▶ _GOAL_
Can you repeat the records word for word, starting at the very beginning and ending with the line that contains "point(758, 38)", with both ends included? Leave the pictures out of your answer.

------------------------

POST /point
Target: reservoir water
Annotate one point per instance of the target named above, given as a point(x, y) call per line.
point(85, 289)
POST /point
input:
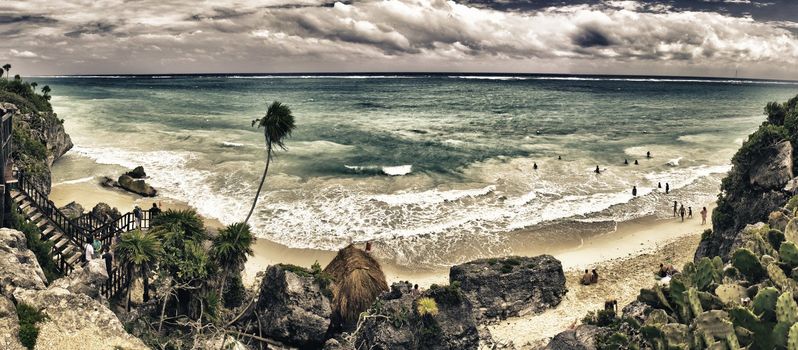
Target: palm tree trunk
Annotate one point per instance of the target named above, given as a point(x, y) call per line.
point(262, 180)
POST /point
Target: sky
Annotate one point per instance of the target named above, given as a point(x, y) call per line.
point(752, 38)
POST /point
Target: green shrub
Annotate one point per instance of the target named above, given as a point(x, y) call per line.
point(28, 318)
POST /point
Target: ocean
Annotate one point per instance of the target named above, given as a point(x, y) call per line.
point(436, 169)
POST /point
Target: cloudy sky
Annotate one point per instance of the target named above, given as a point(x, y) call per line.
point(758, 38)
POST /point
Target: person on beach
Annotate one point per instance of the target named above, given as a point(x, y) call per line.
point(586, 278)
point(137, 215)
point(154, 211)
point(682, 212)
point(109, 262)
point(88, 253)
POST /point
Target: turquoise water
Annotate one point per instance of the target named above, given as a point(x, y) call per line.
point(436, 169)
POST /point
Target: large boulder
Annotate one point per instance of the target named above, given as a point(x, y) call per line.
point(85, 279)
point(76, 321)
point(105, 213)
point(137, 173)
point(292, 307)
point(395, 323)
point(9, 323)
point(580, 338)
point(18, 265)
point(511, 286)
point(137, 186)
point(72, 210)
point(774, 171)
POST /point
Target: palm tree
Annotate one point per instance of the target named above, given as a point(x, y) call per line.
point(230, 249)
point(138, 251)
point(277, 125)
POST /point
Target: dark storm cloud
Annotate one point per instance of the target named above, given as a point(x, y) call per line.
point(323, 35)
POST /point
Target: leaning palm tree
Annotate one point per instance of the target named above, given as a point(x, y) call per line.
point(277, 124)
point(139, 252)
point(230, 249)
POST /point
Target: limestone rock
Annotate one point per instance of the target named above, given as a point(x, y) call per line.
point(76, 321)
point(774, 171)
point(9, 323)
point(137, 186)
point(85, 280)
point(292, 308)
point(72, 210)
point(512, 286)
point(137, 173)
point(18, 265)
point(396, 324)
point(581, 338)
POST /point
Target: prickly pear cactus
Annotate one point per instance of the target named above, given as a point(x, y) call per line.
point(791, 231)
point(792, 338)
point(748, 265)
point(730, 294)
point(788, 253)
point(781, 280)
point(764, 303)
point(705, 274)
point(786, 308)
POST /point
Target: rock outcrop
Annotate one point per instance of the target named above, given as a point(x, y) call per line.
point(137, 186)
point(18, 265)
point(580, 338)
point(72, 210)
point(395, 323)
point(104, 212)
point(511, 286)
point(292, 307)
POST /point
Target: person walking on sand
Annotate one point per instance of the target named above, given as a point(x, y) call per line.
point(681, 211)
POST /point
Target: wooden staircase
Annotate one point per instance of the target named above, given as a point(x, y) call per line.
point(66, 252)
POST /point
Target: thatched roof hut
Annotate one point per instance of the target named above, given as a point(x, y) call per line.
point(357, 282)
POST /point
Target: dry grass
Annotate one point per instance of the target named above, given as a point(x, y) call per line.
point(357, 281)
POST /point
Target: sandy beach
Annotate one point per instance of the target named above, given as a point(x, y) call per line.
point(625, 258)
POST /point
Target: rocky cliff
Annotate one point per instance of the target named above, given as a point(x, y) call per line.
point(75, 317)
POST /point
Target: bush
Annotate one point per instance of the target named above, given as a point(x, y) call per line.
point(28, 318)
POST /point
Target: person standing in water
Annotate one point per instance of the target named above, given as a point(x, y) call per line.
point(681, 212)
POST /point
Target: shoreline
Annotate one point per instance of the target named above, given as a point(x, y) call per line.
point(630, 238)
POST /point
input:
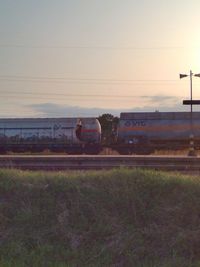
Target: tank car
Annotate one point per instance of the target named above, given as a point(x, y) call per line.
point(71, 135)
point(142, 133)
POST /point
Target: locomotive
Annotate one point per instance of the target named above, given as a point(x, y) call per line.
point(144, 132)
point(71, 135)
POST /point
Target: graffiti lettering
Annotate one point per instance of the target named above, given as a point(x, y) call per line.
point(134, 123)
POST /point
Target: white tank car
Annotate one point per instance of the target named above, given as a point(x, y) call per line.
point(73, 135)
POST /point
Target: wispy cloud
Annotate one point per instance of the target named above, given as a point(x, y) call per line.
point(157, 102)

------------------------

▶ _COMPLETE ANSWER_
POST /point
Target: reservoir water
Annotate one point per instance of the target named above, given as a point(x, y) call per line.
point(85, 289)
POST /point
input:
Target: palm tree trunk
Annotate one point per instance of the target named above, given as a point(x, y) call per line.
point(262, 180)
POST /point
Target: sky
Annotate one point per instance of the target named above, given as a point(x, y) call per line.
point(752, 38)
POST /point
Target: green shrub
Annotate one point per instance of the target named above, given as a point(x, y) call per line.
point(28, 318)
POST /point
Target: ocean
Annotate one point per instance of the target named above, given as a point(x, y) call per line.
point(436, 169)
POST /point
Target: cloudy sky
Annotate one point per instance of the target named above, given as a point(x, y) call per line.
point(758, 38)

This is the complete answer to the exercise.